▸ **ACTIVITY**
Please make sure what you return matches the listing below exactly, minus its pictures.

▸ **PROVIDED DATA**
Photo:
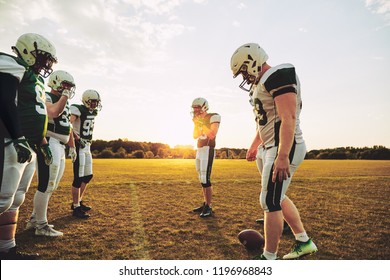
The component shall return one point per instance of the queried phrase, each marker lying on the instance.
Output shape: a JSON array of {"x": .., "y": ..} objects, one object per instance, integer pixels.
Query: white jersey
[{"x": 274, "y": 82}]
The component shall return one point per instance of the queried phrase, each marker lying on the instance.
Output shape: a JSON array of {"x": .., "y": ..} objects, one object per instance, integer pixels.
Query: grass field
[{"x": 141, "y": 210}]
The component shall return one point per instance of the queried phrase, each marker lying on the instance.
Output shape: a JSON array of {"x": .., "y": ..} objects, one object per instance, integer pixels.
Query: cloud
[
  {"x": 303, "y": 30},
  {"x": 98, "y": 33},
  {"x": 236, "y": 23},
  {"x": 380, "y": 7}
]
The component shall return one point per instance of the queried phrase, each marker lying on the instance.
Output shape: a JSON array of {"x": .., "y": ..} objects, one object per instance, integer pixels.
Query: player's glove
[
  {"x": 23, "y": 150},
  {"x": 45, "y": 149},
  {"x": 72, "y": 153},
  {"x": 198, "y": 122},
  {"x": 66, "y": 93}
]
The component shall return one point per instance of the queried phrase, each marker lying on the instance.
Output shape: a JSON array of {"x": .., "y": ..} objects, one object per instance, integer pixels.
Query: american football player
[
  {"x": 23, "y": 129},
  {"x": 83, "y": 120},
  {"x": 206, "y": 127},
  {"x": 278, "y": 146},
  {"x": 58, "y": 135}
]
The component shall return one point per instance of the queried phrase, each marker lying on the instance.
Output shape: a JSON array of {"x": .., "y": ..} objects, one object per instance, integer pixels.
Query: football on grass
[{"x": 251, "y": 239}]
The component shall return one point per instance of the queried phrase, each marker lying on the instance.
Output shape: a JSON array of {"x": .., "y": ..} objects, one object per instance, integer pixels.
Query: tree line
[{"x": 123, "y": 148}]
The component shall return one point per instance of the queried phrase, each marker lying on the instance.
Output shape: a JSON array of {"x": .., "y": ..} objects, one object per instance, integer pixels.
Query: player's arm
[
  {"x": 8, "y": 109},
  {"x": 54, "y": 110},
  {"x": 212, "y": 131},
  {"x": 286, "y": 107},
  {"x": 197, "y": 128},
  {"x": 252, "y": 151}
]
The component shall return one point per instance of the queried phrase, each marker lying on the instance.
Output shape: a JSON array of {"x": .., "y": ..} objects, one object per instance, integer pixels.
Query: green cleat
[{"x": 300, "y": 249}]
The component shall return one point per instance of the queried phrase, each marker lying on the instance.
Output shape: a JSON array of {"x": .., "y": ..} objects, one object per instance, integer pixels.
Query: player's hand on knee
[
  {"x": 45, "y": 149},
  {"x": 83, "y": 143},
  {"x": 23, "y": 150}
]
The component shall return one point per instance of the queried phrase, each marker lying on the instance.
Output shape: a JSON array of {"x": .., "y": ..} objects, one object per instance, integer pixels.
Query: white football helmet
[
  {"x": 91, "y": 100},
  {"x": 61, "y": 80},
  {"x": 199, "y": 106},
  {"x": 247, "y": 60},
  {"x": 38, "y": 52}
]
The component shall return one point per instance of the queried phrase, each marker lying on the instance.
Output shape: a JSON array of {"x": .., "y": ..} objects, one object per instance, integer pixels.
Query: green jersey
[
  {"x": 31, "y": 104},
  {"x": 59, "y": 127},
  {"x": 85, "y": 121}
]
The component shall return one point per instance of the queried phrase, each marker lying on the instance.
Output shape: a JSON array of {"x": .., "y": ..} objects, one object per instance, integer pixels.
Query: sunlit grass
[{"x": 141, "y": 210}]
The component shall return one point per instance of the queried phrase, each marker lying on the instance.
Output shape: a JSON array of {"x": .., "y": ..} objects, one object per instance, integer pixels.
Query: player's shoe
[
  {"x": 300, "y": 249},
  {"x": 14, "y": 254},
  {"x": 79, "y": 213},
  {"x": 32, "y": 224},
  {"x": 84, "y": 207},
  {"x": 47, "y": 231},
  {"x": 286, "y": 227},
  {"x": 199, "y": 209},
  {"x": 206, "y": 212}
]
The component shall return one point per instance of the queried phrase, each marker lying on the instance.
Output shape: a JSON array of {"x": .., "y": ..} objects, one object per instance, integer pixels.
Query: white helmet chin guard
[
  {"x": 199, "y": 106},
  {"x": 61, "y": 80},
  {"x": 91, "y": 100},
  {"x": 38, "y": 52},
  {"x": 247, "y": 60}
]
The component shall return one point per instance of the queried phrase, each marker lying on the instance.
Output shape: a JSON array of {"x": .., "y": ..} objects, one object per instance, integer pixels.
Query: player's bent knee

▸ **EXERCISE ANSWER**
Photo:
The component shall return one point per instance of the queried phrase, each marker lying on the instance.
Output shape: a JSON array of {"x": .., "y": ..} objects, one object per instance, integer pixels.
Query: white jersey
[{"x": 274, "y": 82}]
The component shall return one point per instance of the queried phrase, each marker lying on the instance.
Output shape: a JSON array of {"x": .., "y": ..} objects, one object per instance, integer pixels.
Query: grass field
[{"x": 141, "y": 210}]
The component shall return one point per instance of the queried phrase, each marker lying on the instance.
Output shape: a JSON array of {"x": .., "y": ..} objects, one object per instance, integer pixels.
Query: cloud
[
  {"x": 303, "y": 30},
  {"x": 98, "y": 33},
  {"x": 236, "y": 23},
  {"x": 380, "y": 7}
]
The component shall return one point per instance of the queried phrase, each marker lying on the instance.
Output shape: a JSON array of {"x": .., "y": ..} objects, one object per instance, integer pixels.
Query: player's glove
[
  {"x": 23, "y": 150},
  {"x": 45, "y": 149},
  {"x": 72, "y": 153},
  {"x": 198, "y": 122},
  {"x": 66, "y": 93}
]
The component shall return one point per instance of the queried phrase, each marker lying on the instance.
Output shape: a JSON array of {"x": .., "y": ..} objects, one object per instance, integer pixels.
Query: american football player
[
  {"x": 23, "y": 129},
  {"x": 83, "y": 120},
  {"x": 206, "y": 127},
  {"x": 278, "y": 146},
  {"x": 58, "y": 135}
]
The component shall return one point per instance of the queried phrase, each marker lying on the instance.
Output shape: a JSON array of {"x": .., "y": ..} objects, one object per instance, integer pixels.
Query: football on grass
[{"x": 251, "y": 239}]
The component shall return one point per instance of the queried phrase, each marker lying on the instance.
Output shape: a JSON array of {"x": .., "y": ..} objects, one object per instance, integer pixels.
Query: tree line
[{"x": 123, "y": 148}]
The component shall return one point per instance of the queried phrase, each marker lying on the instance.
Output shape: a JSON array of {"x": .., "y": ..} objects, one object per instance, integer pixels.
Query: player's arm
[
  {"x": 8, "y": 109},
  {"x": 54, "y": 110},
  {"x": 212, "y": 131},
  {"x": 286, "y": 107},
  {"x": 197, "y": 128},
  {"x": 252, "y": 151}
]
The component shall return one point per instance of the queried phrase, each marker lying on the instance.
Output shape: a JSON array of {"x": .., "y": ..} objects, one object per instance, integer pixels.
Query: green cleat
[{"x": 300, "y": 249}]
The component shall return one point per instance of the queried phrase, each marker lying on the instance.
Output shape: a JSON array of {"x": .., "y": ..} objects, one object per instance, integer pixels.
Query: player's hand on knee
[
  {"x": 45, "y": 149},
  {"x": 83, "y": 143},
  {"x": 23, "y": 150}
]
The component shall return one point per instance of the queried phrase, each marker lying on the instance.
Output shape: a JSON array of {"x": .., "y": ..} objects, one object per instance, integer pixels.
Query: white football helmet
[
  {"x": 91, "y": 100},
  {"x": 61, "y": 80},
  {"x": 199, "y": 106},
  {"x": 247, "y": 60},
  {"x": 38, "y": 52}
]
The component shall return one point per instance of the queried phrase, each marker lying on the instance.
Output shape: a JSON array of {"x": .., "y": ..} objects, one object per instance, integer pixels.
Query: green jersey
[
  {"x": 31, "y": 104},
  {"x": 59, "y": 127},
  {"x": 85, "y": 121}
]
The component shall return one point per instance of the queried phrase, each marker lying on the instance.
Output shape: a JSON array of {"x": .., "y": ..} objects, one object per instance, integer pixels.
Query: sunlit grass
[{"x": 141, "y": 210}]
The component shall return one point per instance of the queried phrase, each marker lying on the instance.
Output shape: a JSON array of {"x": .., "y": ..} objects, one object per instance, integer pixels.
Query: player's shoe
[
  {"x": 300, "y": 249},
  {"x": 14, "y": 254},
  {"x": 79, "y": 213},
  {"x": 32, "y": 224},
  {"x": 84, "y": 207},
  {"x": 47, "y": 231},
  {"x": 286, "y": 227},
  {"x": 199, "y": 209},
  {"x": 206, "y": 212}
]
The component shall return one point per instance of the queried phrase, each marker lying on the instance.
Output shape: a JSON array of {"x": .., "y": ..} objects, one object per instance, integer pixels.
Query: white helmet chin guard
[
  {"x": 199, "y": 106},
  {"x": 61, "y": 80},
  {"x": 91, "y": 100},
  {"x": 38, "y": 52},
  {"x": 247, "y": 60}
]
The component shall return one point per instance of the queried phrase, each marker lying on the instance.
Output shape: a JSON array of {"x": .., "y": ..} objects, one object per instance, integer pixels.
Query: player's bent knee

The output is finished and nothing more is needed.